» Text for analysis:
Although there was a statistically significant improvement in disability measured with the SPADI at the post-treatment follow-up, this improvement did not exceed the threshold of the MDC of 12.2 [17]. The decrease in the SPADI at the 4-week follow-up was near the MDC (mean difference: −11.60) and the improvement at the 12-week follow-up exceeded the MDC (mean difference: −18.73). These results agreed with previous studies that found that improvements in shoulder function attained with exercise were greater at the 12-week follow-up [23].

The absence of between-group differences in the present study agreed with the results of other previous studies [5,10], which suggests that the improvements observed were due to therapeutic exercise. However, the other previous investigations that have used different types of manual therapy techniques other than articular manipulations or mobilizations found an improvement associated with these techniques [9], thus hindering any conclusions about the benefits of the addition of manual therapy to a therapeutic exercise program for pain intensity and disability.

» Information provided:
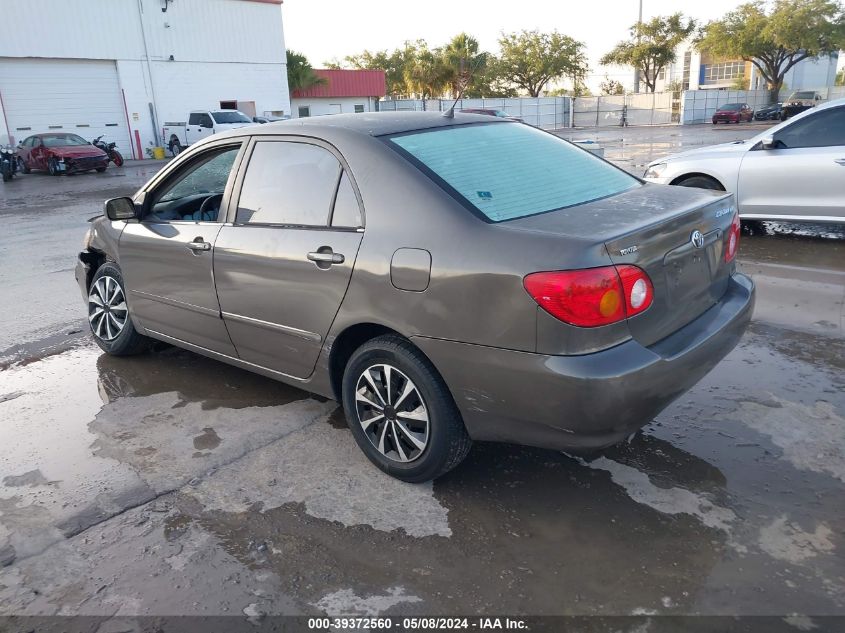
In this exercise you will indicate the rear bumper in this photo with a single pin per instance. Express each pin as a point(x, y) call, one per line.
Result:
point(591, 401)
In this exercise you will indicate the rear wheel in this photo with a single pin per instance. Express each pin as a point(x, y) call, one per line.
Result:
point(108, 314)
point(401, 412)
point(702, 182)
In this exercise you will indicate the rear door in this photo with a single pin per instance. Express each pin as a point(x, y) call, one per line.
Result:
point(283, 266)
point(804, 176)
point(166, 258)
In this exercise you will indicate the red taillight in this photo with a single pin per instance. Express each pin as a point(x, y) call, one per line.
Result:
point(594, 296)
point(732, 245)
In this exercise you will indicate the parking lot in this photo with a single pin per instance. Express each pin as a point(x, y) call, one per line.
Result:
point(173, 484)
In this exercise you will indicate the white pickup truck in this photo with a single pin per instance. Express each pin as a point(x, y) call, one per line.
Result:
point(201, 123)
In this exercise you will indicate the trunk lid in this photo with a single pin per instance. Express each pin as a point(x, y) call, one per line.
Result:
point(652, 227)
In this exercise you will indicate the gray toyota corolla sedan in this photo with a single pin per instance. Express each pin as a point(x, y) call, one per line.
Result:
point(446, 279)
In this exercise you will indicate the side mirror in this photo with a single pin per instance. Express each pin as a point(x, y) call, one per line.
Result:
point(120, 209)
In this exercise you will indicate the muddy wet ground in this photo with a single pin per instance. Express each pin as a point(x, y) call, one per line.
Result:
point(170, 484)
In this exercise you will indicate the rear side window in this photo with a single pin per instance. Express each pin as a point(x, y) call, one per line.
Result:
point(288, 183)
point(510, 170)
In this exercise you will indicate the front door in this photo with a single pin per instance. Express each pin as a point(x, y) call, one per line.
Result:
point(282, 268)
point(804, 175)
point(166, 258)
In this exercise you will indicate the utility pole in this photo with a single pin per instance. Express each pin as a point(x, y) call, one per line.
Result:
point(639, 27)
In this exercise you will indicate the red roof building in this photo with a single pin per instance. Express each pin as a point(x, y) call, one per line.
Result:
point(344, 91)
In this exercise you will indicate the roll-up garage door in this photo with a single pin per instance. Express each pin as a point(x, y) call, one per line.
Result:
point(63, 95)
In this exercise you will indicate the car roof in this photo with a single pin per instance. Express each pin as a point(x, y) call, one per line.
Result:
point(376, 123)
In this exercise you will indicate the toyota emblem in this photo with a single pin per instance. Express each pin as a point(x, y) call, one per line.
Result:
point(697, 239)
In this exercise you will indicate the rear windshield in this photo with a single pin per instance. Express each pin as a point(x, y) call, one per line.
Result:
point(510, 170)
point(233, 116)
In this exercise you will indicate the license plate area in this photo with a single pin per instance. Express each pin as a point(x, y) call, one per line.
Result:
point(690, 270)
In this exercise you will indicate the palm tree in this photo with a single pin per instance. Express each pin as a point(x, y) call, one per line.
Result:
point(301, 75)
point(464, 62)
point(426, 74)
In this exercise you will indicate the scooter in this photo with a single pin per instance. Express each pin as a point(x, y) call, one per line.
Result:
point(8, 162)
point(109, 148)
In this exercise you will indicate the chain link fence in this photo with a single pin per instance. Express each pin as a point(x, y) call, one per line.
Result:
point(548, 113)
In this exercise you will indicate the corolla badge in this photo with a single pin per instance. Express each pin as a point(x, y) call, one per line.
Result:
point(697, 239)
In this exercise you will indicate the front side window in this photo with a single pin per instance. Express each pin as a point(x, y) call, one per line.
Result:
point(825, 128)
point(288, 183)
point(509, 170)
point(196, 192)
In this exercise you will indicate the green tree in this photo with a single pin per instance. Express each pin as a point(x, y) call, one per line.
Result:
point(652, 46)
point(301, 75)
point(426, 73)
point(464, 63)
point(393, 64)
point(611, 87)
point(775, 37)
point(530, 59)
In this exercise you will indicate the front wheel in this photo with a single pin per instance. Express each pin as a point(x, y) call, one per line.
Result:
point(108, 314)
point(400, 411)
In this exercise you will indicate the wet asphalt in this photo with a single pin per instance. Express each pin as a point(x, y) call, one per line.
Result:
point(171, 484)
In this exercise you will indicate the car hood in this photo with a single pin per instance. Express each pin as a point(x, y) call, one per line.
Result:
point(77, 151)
* * *
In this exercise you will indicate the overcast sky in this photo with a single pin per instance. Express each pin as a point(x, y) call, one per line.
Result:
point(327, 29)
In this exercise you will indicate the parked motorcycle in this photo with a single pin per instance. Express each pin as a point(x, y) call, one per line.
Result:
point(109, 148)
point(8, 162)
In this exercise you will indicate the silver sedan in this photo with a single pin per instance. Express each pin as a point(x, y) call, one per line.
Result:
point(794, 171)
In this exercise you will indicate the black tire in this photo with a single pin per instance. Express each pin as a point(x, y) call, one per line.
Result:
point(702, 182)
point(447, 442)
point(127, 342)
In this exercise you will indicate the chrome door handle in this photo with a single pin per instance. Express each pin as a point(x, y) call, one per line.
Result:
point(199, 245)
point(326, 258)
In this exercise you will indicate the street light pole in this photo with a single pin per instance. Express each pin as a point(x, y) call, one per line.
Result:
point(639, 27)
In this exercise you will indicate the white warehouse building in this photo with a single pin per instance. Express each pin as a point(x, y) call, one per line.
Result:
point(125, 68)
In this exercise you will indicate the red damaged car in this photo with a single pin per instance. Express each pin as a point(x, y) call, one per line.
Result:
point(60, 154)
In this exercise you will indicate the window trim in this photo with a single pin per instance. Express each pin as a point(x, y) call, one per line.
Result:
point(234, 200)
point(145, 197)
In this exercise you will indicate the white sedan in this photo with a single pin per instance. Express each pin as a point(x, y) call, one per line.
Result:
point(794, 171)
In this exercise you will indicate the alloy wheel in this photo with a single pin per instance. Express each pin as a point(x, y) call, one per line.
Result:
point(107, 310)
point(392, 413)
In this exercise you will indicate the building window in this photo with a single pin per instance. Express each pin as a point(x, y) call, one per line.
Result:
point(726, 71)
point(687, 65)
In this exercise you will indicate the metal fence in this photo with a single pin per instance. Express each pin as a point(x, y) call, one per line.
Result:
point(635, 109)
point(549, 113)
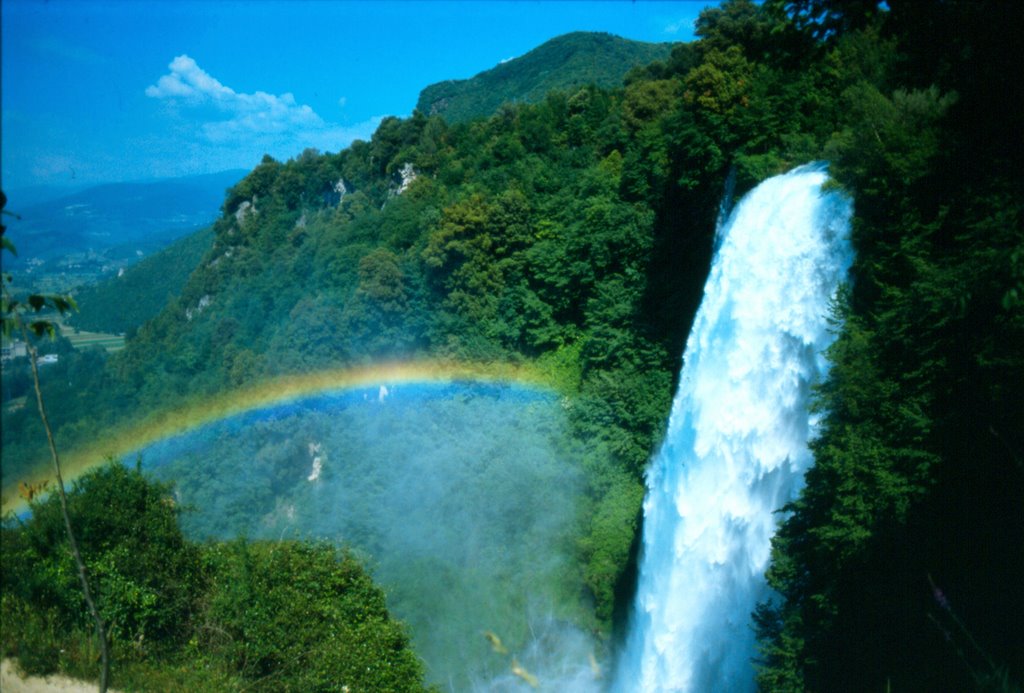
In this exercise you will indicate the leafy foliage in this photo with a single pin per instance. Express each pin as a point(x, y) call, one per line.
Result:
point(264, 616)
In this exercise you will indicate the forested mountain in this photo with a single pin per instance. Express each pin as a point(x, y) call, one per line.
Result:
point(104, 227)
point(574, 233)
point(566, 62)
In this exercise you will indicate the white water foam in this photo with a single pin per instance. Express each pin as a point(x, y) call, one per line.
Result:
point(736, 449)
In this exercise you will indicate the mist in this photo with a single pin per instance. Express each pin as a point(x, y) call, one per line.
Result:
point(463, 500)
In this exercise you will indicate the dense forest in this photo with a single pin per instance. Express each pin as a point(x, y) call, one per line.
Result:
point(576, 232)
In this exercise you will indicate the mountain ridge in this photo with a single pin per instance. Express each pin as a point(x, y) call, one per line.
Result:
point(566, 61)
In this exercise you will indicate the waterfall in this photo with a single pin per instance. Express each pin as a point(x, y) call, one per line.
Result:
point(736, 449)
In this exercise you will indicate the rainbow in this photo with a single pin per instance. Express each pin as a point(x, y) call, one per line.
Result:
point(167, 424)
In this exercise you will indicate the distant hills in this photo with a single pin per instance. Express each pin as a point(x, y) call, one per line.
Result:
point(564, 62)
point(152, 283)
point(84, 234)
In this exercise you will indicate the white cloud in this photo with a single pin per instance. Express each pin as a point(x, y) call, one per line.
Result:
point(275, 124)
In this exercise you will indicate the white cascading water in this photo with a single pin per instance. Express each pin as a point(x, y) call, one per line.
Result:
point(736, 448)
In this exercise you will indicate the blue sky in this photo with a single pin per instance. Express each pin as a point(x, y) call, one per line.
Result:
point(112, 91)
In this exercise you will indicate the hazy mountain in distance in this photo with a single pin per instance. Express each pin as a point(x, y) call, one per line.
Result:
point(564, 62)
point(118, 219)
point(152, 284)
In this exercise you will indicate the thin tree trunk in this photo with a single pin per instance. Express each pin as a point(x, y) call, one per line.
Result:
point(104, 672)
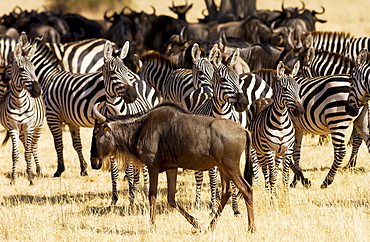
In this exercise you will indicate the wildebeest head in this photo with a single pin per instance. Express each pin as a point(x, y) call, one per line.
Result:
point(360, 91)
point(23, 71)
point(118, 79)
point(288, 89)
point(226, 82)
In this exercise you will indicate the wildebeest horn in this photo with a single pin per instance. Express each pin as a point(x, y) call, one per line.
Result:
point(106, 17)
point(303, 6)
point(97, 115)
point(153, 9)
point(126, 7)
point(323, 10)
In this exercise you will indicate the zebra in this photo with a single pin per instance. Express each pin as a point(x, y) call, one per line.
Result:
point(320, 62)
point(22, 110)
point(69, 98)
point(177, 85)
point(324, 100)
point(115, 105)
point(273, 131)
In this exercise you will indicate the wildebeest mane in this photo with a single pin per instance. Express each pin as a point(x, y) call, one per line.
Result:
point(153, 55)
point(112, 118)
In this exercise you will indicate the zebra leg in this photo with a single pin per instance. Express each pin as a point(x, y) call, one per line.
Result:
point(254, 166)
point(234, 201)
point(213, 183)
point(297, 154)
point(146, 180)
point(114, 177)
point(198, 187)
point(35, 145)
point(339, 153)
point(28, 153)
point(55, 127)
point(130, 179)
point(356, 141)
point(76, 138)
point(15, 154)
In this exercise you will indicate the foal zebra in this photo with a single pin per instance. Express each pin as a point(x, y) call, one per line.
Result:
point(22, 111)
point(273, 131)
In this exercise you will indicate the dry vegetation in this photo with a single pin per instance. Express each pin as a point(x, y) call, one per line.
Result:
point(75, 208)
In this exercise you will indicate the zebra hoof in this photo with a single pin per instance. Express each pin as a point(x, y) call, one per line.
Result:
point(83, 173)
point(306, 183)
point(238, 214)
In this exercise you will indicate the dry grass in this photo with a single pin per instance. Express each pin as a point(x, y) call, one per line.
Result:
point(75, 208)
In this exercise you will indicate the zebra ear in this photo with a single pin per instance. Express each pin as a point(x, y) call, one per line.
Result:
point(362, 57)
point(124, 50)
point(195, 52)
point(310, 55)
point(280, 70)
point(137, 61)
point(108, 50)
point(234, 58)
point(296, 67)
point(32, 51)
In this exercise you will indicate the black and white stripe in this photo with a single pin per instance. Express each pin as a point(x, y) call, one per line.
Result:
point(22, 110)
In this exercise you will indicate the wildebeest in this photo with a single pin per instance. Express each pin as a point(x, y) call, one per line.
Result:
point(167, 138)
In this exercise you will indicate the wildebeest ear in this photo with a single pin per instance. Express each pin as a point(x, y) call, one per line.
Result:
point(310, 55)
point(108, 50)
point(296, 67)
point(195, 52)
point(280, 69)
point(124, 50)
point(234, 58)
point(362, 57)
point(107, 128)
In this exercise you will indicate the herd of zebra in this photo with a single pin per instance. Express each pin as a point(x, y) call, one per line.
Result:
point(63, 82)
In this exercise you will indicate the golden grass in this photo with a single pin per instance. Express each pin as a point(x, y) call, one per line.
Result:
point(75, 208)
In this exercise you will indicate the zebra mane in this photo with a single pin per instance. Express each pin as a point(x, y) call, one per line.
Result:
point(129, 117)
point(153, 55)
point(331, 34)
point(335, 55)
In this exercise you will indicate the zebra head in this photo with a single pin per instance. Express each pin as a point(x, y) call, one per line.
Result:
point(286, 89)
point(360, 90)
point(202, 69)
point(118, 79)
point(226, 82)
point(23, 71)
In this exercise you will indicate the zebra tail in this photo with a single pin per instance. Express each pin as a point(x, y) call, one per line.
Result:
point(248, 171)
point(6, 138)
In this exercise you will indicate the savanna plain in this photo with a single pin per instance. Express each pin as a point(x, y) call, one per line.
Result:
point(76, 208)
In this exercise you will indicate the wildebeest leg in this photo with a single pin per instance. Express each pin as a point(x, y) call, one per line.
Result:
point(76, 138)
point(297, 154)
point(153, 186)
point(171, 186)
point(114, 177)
==
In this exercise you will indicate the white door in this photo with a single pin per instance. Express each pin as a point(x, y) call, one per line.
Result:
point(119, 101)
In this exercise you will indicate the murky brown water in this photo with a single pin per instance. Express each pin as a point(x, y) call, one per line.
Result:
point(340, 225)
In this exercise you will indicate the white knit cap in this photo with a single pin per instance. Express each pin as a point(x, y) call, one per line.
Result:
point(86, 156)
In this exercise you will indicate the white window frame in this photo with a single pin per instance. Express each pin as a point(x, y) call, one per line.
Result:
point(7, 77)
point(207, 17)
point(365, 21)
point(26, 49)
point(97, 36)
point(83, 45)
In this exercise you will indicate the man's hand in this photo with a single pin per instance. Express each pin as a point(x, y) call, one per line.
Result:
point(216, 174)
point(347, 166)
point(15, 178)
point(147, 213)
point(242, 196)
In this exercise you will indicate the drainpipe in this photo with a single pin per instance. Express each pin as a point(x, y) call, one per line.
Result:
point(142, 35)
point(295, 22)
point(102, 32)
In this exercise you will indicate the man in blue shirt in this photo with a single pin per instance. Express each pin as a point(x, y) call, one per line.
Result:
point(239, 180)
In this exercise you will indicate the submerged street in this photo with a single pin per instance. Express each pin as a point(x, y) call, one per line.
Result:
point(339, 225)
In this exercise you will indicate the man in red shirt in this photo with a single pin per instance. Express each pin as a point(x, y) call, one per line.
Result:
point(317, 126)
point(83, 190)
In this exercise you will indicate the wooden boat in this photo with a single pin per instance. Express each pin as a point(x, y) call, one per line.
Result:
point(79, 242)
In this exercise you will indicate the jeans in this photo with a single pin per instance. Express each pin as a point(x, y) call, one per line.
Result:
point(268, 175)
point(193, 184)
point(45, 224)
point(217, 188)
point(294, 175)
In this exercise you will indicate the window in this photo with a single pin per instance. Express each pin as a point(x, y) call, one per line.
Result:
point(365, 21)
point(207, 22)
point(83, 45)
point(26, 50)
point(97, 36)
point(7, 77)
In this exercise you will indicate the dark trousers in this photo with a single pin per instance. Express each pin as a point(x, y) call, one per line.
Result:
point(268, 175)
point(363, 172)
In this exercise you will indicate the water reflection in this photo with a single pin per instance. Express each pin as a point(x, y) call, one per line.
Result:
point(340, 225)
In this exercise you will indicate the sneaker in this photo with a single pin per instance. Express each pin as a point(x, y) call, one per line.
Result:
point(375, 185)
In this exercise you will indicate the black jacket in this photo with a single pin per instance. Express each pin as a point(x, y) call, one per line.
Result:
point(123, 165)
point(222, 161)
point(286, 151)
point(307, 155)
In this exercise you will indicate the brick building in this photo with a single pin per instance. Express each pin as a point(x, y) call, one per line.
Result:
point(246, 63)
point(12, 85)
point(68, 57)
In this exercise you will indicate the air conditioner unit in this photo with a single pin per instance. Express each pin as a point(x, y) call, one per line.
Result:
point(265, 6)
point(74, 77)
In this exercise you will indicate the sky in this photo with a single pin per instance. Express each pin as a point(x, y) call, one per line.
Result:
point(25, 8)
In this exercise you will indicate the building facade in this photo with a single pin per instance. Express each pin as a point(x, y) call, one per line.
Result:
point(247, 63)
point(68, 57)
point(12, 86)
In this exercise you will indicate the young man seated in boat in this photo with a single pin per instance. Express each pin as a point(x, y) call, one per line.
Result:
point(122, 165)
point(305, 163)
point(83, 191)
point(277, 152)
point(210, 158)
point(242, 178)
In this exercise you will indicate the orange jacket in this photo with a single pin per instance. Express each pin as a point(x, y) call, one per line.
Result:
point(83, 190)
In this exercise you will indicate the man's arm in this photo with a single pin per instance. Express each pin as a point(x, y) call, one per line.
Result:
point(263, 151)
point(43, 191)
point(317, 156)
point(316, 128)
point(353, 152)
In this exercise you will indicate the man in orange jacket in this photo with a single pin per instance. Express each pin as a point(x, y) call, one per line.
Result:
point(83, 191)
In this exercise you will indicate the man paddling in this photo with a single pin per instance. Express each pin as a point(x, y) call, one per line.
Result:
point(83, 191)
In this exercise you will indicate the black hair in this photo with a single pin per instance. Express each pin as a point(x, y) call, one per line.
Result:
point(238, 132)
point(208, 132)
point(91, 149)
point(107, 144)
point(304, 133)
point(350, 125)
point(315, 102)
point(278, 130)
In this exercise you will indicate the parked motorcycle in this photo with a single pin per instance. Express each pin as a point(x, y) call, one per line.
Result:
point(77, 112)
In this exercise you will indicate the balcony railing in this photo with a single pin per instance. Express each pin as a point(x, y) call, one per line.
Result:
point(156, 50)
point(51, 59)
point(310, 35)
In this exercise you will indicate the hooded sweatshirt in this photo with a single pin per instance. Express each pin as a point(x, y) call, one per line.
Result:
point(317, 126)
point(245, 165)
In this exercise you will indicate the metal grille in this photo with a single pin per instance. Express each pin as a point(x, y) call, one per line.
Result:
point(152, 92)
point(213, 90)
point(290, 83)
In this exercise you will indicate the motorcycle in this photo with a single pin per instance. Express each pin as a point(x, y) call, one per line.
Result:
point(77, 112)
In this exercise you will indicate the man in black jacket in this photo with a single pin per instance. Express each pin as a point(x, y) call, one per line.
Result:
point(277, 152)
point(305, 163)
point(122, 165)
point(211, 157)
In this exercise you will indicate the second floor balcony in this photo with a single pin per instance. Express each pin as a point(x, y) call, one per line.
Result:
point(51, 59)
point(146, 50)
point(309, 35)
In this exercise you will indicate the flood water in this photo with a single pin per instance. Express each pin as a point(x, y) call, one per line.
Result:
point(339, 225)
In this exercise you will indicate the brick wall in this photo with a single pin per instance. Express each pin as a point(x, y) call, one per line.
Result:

» Required actions:
a. In the passage on shoulder exercise and manual therapy, at which follow-up did the improvement in the SPADI exceed the MDC?
b. Continue the passage on shoulder exercise and manual therapy, starting after its last sentence.

» Answers provided:
a. The 12-week follow-up, with a mean difference of −18.73.

b.
There was a statistically significant improvement in all movements over a longer time without between-group differences. Only extension movement showed a statistically significant improvement at the post-treatment follow-up; however, this increase did not exceed the lower limit of the MDC of 6–11° reported for shoulder goniometry measurements [18]. At the 4-week follow-up, the improvements observed were statistically significant for all movements, except flexion. However, these improvements were near to the lower limit of the MDC of 6°, with only external rotation exceeding it (mean difference: 7.53°). At the 12-week follow-up, all movements showed a significant increase; the most important ones were observed for flexion (mean difference: 10.47°) and abduction (mean difference: 11.64°), which exceeded the upper limit of the MDC of 11° [18]. There are only a few published studies that have evaluated pain-free active range of movement as an outcome and most of them only measured it post treatment or at short-term follow-ups [18,24,25]. The results of the present study suggest that therapeutic exercise could increase pain-free active range of movement of the shoulder in all directions, especially flexion and abduction, at the 12-week follow-up, but manual therapy does not seem to add any benefit to this improvement in subjects with NSSP.

5. Limitations

Due to the absence of a control group without a treatment and the fact that the efficacy of blinding was not assessed, we could not ensure that the observed improvements were not due to the natural history of NSSP or a placebo effect.

The use of two techniques of manual therapy not evaluated in any previous randomized controlled trial made it difficult to provide a comparison of the present research with previous published studies. Although no significant between-group differences in the outcome measures were found, other techniques of manual therapy could add benefits to a program of therapeutic exercise in patients with NSSP.

Due to the inherent characteristics of the participants, the results obtained here should be evaluated with caution and not be transferred to other population groups.

The variability of the pathologies associated with NSSP was not taken into account when the selecting criteria were applied.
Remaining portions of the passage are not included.